** BEGIN The records **
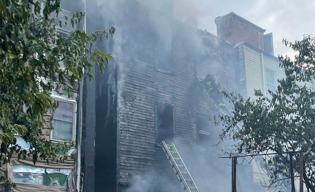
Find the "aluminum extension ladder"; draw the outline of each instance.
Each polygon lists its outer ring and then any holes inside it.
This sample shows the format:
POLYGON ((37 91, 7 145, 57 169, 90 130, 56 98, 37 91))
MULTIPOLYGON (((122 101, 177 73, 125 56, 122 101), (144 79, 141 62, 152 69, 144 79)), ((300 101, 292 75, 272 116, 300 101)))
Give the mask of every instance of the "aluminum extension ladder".
POLYGON ((197 186, 192 180, 192 176, 189 174, 174 144, 166 144, 164 141, 162 141, 162 143, 163 151, 165 152, 185 191, 187 192, 199 192, 197 186))

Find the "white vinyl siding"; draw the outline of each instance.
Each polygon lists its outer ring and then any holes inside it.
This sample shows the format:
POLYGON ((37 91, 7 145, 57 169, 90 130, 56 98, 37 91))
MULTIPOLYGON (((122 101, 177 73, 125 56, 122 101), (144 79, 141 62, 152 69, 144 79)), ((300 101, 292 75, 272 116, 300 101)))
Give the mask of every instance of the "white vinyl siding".
POLYGON ((246 96, 256 99, 257 97, 254 96, 254 90, 262 89, 264 87, 260 55, 260 53, 246 47, 244 47, 244 52, 246 96))
POLYGON ((280 62, 276 57, 272 58, 264 53, 254 50, 246 46, 240 47, 244 49, 245 70, 246 77, 246 96, 253 99, 257 99, 254 96, 255 89, 260 89, 266 94, 270 87, 274 91, 276 89, 278 79, 285 77, 284 70, 279 67, 280 62), (274 72, 274 81, 267 83, 266 69, 274 72))

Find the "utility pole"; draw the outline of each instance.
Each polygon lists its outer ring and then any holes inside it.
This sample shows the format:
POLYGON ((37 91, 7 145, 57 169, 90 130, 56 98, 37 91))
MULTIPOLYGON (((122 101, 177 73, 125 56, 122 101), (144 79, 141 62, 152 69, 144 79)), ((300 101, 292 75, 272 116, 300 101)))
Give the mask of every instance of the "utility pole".
POLYGON ((236 157, 232 158, 232 192, 236 192, 236 157))
POLYGON ((290 157, 290 176, 291 176, 291 192, 296 192, 296 186, 294 184, 294 172, 293 172, 293 155, 289 154, 290 157))
POLYGON ((300 152, 300 192, 303 192, 303 171, 304 171, 304 156, 300 152))

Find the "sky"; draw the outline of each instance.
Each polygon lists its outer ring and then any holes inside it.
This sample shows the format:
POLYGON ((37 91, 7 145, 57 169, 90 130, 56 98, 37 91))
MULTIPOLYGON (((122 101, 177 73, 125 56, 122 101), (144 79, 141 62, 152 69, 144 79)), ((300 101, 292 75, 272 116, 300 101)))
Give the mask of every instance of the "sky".
POLYGON ((174 0, 174 15, 184 20, 194 17, 198 28, 216 35, 214 19, 231 11, 272 32, 274 55, 295 53, 282 44, 284 38, 294 41, 304 34, 315 36, 314 0, 174 0))

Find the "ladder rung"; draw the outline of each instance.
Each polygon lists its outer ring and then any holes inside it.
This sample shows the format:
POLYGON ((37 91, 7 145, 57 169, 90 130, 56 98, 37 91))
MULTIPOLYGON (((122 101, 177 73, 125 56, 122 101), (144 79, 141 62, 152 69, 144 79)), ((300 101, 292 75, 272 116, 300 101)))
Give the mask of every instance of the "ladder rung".
POLYGON ((162 141, 162 144, 163 150, 178 178, 180 182, 184 187, 184 190, 186 192, 198 192, 192 178, 185 167, 174 144, 168 145, 164 141, 162 141))

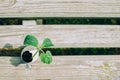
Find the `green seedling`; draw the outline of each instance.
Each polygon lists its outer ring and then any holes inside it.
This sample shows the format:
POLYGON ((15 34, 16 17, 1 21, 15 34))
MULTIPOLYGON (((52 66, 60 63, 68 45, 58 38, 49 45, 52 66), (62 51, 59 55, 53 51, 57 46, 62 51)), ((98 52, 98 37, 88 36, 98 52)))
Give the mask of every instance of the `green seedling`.
MULTIPOLYGON (((33 46, 36 48, 36 52, 34 55, 31 56, 33 59, 35 55, 40 52, 40 60, 45 64, 50 64, 52 62, 52 53, 47 50, 46 52, 43 51, 43 48, 48 48, 51 46, 54 46, 52 41, 49 38, 45 38, 43 40, 43 43, 39 45, 39 41, 37 38, 33 35, 27 35, 24 39, 24 45, 25 46, 33 46)), ((28 52, 28 51, 27 51, 28 52)))

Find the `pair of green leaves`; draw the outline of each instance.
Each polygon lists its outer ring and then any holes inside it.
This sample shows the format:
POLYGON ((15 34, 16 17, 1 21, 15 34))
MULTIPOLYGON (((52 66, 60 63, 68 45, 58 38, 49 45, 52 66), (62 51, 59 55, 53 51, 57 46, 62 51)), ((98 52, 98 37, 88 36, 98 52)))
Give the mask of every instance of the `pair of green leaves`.
MULTIPOLYGON (((27 35, 25 37, 24 45, 26 45, 26 46, 29 46, 29 45, 30 46, 34 46, 37 49, 54 46, 53 43, 52 43, 52 41, 49 38, 45 38, 43 40, 42 45, 39 46, 39 41, 33 35, 27 35)), ((40 59, 41 59, 41 61, 43 63, 50 64, 52 62, 52 54, 51 54, 51 52, 49 50, 47 50, 44 53, 42 52, 41 55, 40 55, 40 59)))

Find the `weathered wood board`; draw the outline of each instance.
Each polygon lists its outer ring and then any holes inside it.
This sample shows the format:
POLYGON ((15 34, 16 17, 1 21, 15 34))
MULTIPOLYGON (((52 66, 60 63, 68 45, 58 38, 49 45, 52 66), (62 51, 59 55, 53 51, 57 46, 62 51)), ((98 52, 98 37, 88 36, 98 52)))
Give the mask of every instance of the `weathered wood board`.
POLYGON ((120 0, 0 0, 0 17, 120 17, 120 0))
POLYGON ((120 80, 120 56, 54 56, 30 68, 20 57, 0 57, 0 80, 120 80))
POLYGON ((24 25, 0 26, 0 48, 22 46, 27 34, 40 44, 50 38, 54 47, 120 47, 119 25, 24 25))

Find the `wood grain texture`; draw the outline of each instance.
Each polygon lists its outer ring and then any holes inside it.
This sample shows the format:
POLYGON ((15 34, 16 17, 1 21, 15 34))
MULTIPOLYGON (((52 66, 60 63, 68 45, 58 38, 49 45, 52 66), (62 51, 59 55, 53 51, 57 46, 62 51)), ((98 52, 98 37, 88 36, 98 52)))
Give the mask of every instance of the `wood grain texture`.
POLYGON ((0 0, 0 17, 120 17, 120 1, 0 0))
POLYGON ((28 69, 20 57, 0 57, 0 80, 120 80, 120 56, 54 56, 28 69))
POLYGON ((27 34, 40 44, 50 38, 54 47, 120 47, 119 25, 24 25, 1 26, 0 48, 22 46, 27 34))

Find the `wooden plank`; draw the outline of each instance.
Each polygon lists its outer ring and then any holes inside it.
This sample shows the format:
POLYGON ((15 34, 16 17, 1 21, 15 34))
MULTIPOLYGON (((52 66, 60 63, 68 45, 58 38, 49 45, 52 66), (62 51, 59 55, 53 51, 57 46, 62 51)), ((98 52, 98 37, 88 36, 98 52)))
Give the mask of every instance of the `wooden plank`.
POLYGON ((0 0, 0 17, 120 17, 120 1, 0 0))
POLYGON ((0 57, 0 80, 120 80, 120 56, 54 56, 31 68, 20 57, 0 57))
POLYGON ((119 25, 24 25, 1 26, 0 48, 22 46, 27 34, 40 44, 50 38, 54 47, 120 47, 119 25))

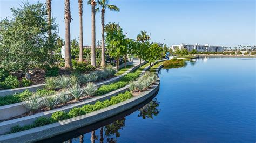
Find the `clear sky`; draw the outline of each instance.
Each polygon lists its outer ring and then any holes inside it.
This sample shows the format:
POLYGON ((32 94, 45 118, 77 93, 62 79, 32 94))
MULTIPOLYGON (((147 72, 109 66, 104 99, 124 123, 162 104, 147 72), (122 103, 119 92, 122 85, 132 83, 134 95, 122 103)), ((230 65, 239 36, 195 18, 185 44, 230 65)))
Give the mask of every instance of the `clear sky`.
MULTIPOLYGON (((30 3, 37 1, 29 0, 30 3)), ((46 1, 40 0, 44 2, 46 1)), ((79 36, 78 0, 70 0, 71 39, 79 36)), ((91 8, 84 1, 84 45, 91 44, 91 8)), ((52 0, 52 16, 64 38, 64 0, 52 0)), ((9 8, 20 0, 0 0, 0 18, 11 16, 9 8)), ((254 0, 109 0, 120 12, 106 11, 105 23, 119 23, 129 38, 140 30, 151 33, 151 41, 167 46, 181 42, 224 46, 255 45, 254 0), (165 39, 165 40, 164 40, 165 39)), ((100 39, 100 15, 96 15, 96 40, 100 39)))

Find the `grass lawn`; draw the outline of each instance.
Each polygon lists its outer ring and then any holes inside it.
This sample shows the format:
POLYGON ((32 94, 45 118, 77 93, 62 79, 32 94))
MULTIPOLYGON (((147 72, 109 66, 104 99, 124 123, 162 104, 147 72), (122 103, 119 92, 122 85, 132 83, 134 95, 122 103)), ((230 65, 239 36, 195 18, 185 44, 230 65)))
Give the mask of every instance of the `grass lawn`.
POLYGON ((126 68, 123 67, 119 69, 118 73, 116 73, 114 75, 118 76, 123 74, 123 73, 125 73, 128 69, 131 68, 131 67, 133 67, 133 65, 127 65, 126 68))

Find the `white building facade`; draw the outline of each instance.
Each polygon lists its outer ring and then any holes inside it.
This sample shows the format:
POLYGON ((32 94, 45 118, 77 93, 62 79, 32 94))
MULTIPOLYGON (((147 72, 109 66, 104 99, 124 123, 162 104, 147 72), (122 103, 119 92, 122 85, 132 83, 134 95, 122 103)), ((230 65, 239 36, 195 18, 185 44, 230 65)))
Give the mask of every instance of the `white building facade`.
POLYGON ((198 52, 223 52, 223 46, 209 45, 208 44, 200 45, 196 43, 196 44, 187 44, 181 43, 179 45, 172 45, 170 47, 173 51, 176 49, 181 50, 186 49, 190 52, 193 49, 196 49, 198 52))

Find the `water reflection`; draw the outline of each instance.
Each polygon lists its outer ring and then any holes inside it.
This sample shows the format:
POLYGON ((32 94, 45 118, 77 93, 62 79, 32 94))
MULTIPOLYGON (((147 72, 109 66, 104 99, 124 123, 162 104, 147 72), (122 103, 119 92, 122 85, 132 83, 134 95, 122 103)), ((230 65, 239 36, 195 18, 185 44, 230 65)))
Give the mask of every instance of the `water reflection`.
POLYGON ((146 106, 139 110, 139 113, 138 117, 142 117, 143 119, 146 118, 153 119, 154 116, 157 116, 159 113, 160 110, 157 108, 159 105, 160 102, 157 101, 157 99, 154 99, 146 106))
MULTIPOLYGON (((159 105, 160 102, 157 99, 153 99, 137 110, 139 112, 138 117, 142 117, 144 119, 147 118, 153 119, 153 117, 156 117, 160 111, 160 109, 159 109, 159 105)), ((77 137, 63 142, 85 142, 86 140, 90 140, 92 143, 117 142, 118 138, 121 136, 120 130, 124 129, 125 126, 125 117, 123 117, 104 127, 85 134, 77 135, 77 137)))

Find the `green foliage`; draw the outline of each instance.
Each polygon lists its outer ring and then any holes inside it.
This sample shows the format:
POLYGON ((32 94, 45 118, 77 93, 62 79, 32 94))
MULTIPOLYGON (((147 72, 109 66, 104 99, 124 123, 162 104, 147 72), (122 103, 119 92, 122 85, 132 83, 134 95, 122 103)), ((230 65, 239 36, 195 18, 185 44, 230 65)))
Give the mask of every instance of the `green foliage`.
POLYGON ((59 68, 58 66, 48 67, 46 68, 46 76, 57 76, 59 74, 59 68))
POLYGON ((130 81, 134 80, 139 76, 139 74, 138 73, 129 73, 122 77, 120 81, 99 87, 97 91, 97 95, 103 95, 124 87, 128 84, 130 81))
POLYGON ((244 54, 245 55, 248 55, 249 54, 249 52, 246 52, 244 53, 244 54))
POLYGON ((1 82, 0 85, 5 89, 11 89, 18 88, 19 84, 19 81, 16 77, 9 75, 5 78, 4 81, 1 82))
POLYGON ((192 51, 189 52, 190 54, 197 54, 197 51, 195 49, 192 49, 192 51))
POLYGON ((230 54, 231 54, 231 55, 235 55, 235 52, 232 51, 232 52, 231 52, 231 53, 230 54))
POLYGON ((56 121, 59 121, 69 119, 70 117, 65 112, 57 111, 51 115, 51 118, 56 121))
POLYGON ((51 117, 38 118, 31 125, 28 125, 21 127, 19 125, 12 127, 10 133, 15 133, 22 131, 44 126, 56 121, 66 120, 71 118, 87 114, 114 104, 123 102, 132 98, 133 96, 130 92, 119 94, 116 96, 113 96, 109 100, 104 102, 98 101, 95 104, 86 105, 80 108, 74 108, 66 113, 62 111, 57 111, 52 115, 51 117))
POLYGON ((95 70, 95 67, 87 64, 85 62, 77 62, 76 60, 72 60, 72 64, 75 71, 81 73, 86 73, 95 70))
POLYGON ((45 4, 26 1, 20 8, 10 9, 12 17, 0 22, 0 67, 8 72, 23 71, 53 63, 51 53, 56 46, 55 19, 48 24, 45 4), (48 37, 47 33, 52 30, 48 37))
POLYGON ((22 87, 28 87, 32 84, 32 81, 26 78, 23 78, 21 81, 21 84, 22 87))
POLYGON ((9 73, 7 70, 0 68, 0 82, 4 81, 8 75, 9 73))
POLYGON ((238 54, 238 55, 241 55, 242 54, 242 52, 241 52, 241 51, 239 51, 239 52, 237 52, 237 54, 238 54))
POLYGON ((186 55, 188 54, 188 51, 187 49, 184 48, 181 49, 181 51, 180 52, 180 55, 186 55))
POLYGON ((185 64, 183 60, 177 59, 176 58, 166 60, 163 63, 164 67, 165 68, 179 68, 183 67, 185 64))

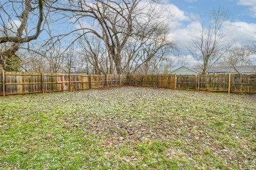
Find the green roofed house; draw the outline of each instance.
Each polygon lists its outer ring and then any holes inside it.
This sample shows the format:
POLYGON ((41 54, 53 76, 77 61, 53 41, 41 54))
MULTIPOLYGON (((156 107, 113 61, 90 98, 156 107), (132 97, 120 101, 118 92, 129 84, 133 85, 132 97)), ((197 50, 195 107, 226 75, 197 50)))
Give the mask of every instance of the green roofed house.
POLYGON ((176 74, 177 75, 198 75, 199 72, 197 71, 191 69, 184 66, 181 67, 170 73, 171 75, 176 74))

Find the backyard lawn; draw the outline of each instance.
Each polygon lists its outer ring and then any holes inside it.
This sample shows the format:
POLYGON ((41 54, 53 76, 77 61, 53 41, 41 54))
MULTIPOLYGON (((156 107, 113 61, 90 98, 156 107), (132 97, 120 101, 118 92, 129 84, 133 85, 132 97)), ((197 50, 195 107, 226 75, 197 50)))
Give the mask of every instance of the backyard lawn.
POLYGON ((0 169, 254 169, 256 95, 122 87, 0 97, 0 169))

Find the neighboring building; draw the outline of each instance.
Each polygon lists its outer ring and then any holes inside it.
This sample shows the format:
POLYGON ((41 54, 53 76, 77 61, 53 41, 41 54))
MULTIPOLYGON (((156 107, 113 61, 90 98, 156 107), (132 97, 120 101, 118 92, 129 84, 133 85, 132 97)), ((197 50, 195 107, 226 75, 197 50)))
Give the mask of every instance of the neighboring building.
POLYGON ((198 75, 199 72, 190 68, 182 66, 172 71, 170 74, 172 75, 176 74, 177 75, 198 75))
POLYGON ((232 67, 214 67, 208 71, 207 74, 225 75, 229 73, 238 74, 237 71, 241 75, 256 74, 256 66, 236 66, 235 69, 232 67))

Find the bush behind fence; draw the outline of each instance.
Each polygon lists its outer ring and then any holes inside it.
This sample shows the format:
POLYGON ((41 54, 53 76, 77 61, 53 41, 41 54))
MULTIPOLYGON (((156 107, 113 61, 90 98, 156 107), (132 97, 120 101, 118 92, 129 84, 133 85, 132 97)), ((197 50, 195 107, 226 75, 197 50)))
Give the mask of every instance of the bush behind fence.
POLYGON ((256 93, 256 75, 83 75, 0 72, 0 95, 4 96, 124 85, 256 93))

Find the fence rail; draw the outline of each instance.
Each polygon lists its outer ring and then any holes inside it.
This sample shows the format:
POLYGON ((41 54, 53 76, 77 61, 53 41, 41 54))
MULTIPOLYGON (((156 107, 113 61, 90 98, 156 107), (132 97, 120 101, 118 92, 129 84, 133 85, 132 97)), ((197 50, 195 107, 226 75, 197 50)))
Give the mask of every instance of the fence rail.
POLYGON ((127 75, 127 85, 172 89, 256 93, 256 75, 127 75))
POLYGON ((0 72, 0 95, 106 88, 124 85, 256 93, 256 75, 126 75, 0 72))

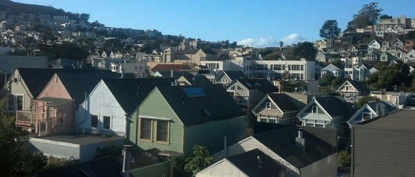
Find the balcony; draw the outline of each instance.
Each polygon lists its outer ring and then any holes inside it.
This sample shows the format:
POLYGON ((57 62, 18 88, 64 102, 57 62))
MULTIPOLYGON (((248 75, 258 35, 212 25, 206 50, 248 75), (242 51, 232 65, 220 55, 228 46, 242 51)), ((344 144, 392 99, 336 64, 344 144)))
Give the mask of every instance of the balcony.
POLYGON ((16 124, 17 126, 34 127, 36 124, 37 114, 29 111, 16 111, 16 124))

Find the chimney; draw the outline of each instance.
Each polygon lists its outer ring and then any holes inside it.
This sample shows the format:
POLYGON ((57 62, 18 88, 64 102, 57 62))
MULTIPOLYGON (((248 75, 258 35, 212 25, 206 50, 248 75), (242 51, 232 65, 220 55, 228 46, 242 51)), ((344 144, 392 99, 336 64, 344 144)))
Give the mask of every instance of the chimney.
POLYGON ((131 147, 131 145, 124 145, 124 149, 122 149, 122 155, 124 156, 124 158, 122 160, 122 175, 124 177, 129 177, 129 165, 131 155, 130 150, 131 147))
POLYGON ((306 139, 303 137, 302 129, 298 129, 298 136, 295 138, 295 146, 303 151, 306 150, 306 139))
POLYGON ((261 161, 261 157, 257 156, 257 159, 258 160, 258 168, 262 168, 262 161, 261 161))
POLYGON ((226 149, 227 149, 227 146, 226 146, 226 136, 223 136, 223 153, 225 153, 225 156, 224 156, 225 158, 226 158, 226 156, 227 156, 226 149))

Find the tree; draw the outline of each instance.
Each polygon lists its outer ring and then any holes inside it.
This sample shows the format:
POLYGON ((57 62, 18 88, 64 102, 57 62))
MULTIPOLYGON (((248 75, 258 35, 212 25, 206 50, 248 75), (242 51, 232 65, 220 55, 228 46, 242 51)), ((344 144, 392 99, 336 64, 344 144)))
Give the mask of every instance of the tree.
POLYGON ((294 48, 295 57, 299 57, 308 59, 315 59, 317 50, 313 46, 313 43, 304 41, 298 43, 294 48))
POLYGON ((381 19, 392 19, 392 16, 389 16, 387 15, 383 15, 379 17, 381 19))
POLYGON ((350 167, 351 165, 351 156, 347 151, 341 151, 338 154, 338 165, 340 167, 350 167))
POLYGON ((208 167, 213 162, 208 148, 201 145, 193 147, 193 153, 185 160, 185 171, 192 173, 193 176, 197 172, 208 167))
POLYGON ((334 39, 340 34, 340 28, 338 26, 337 21, 335 19, 328 19, 320 29, 320 37, 328 39, 334 39))
POLYGON ((353 20, 347 24, 347 30, 376 24, 382 10, 382 8, 378 8, 378 3, 371 2, 364 5, 358 14, 353 16, 353 20))

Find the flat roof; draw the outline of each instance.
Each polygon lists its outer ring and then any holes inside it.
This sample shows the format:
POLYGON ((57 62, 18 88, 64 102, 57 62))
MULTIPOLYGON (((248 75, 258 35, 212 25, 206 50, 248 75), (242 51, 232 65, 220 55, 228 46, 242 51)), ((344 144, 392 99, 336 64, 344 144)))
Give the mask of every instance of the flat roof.
POLYGON ((356 124, 356 127, 390 129, 415 131, 415 110, 403 109, 383 118, 376 118, 356 124))
POLYGON ((99 134, 82 135, 76 133, 68 133, 41 137, 33 137, 30 138, 85 145, 100 143, 102 142, 122 140, 124 139, 124 137, 117 136, 113 136, 109 137, 104 135, 99 134))

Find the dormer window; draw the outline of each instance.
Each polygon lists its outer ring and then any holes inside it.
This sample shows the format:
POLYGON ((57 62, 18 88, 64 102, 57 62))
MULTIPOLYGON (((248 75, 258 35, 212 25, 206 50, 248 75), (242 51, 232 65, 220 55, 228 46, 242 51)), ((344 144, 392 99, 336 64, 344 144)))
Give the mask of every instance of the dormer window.
POLYGON ((265 102, 265 109, 271 109, 271 102, 265 102))

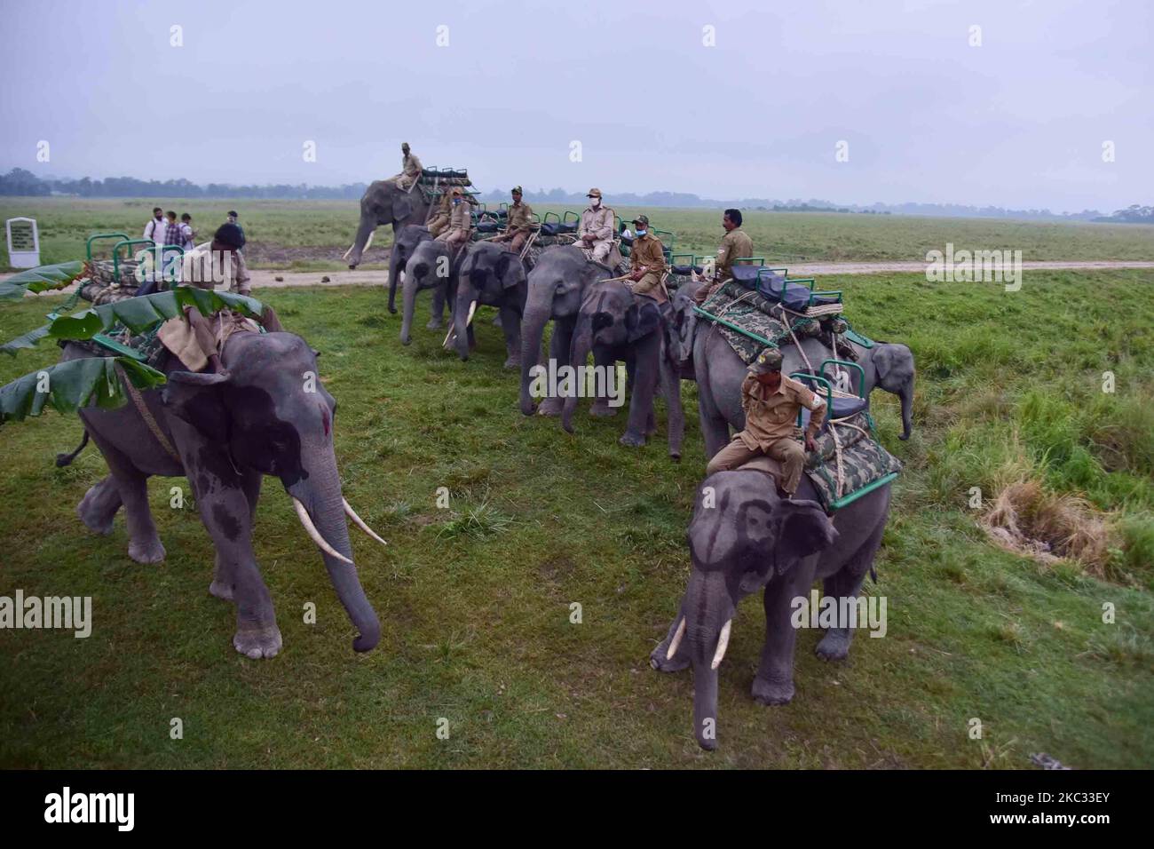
** END The records **
> [What you need to do]:
Give again every line from the one containing "Find the dormer" through the end of the items, inclusive. Multiply each coordinate in the polygon answers by 1.15 and round it to a whole number, with halves rounded up. Leave the requests and their format samples unchanged, and leave the pictures out.

> [Final result]:
Find the dormer window; draw the outline of each instance.
Each polygon lists its outer ring and then any holes inside it.
This sample shows the format:
POLYGON ((57 62, 18 88, 64 102, 57 62))
MULTIPOLYGON (((248 75, 258 35, 212 25, 206 50, 248 75), (242 51, 232 65, 220 55, 228 46, 242 51)), ((344 144, 392 99, 336 64, 344 144)))
Give the mask of every instance of the dormer window.
POLYGON ((305 117, 305 125, 312 125, 312 117, 305 117))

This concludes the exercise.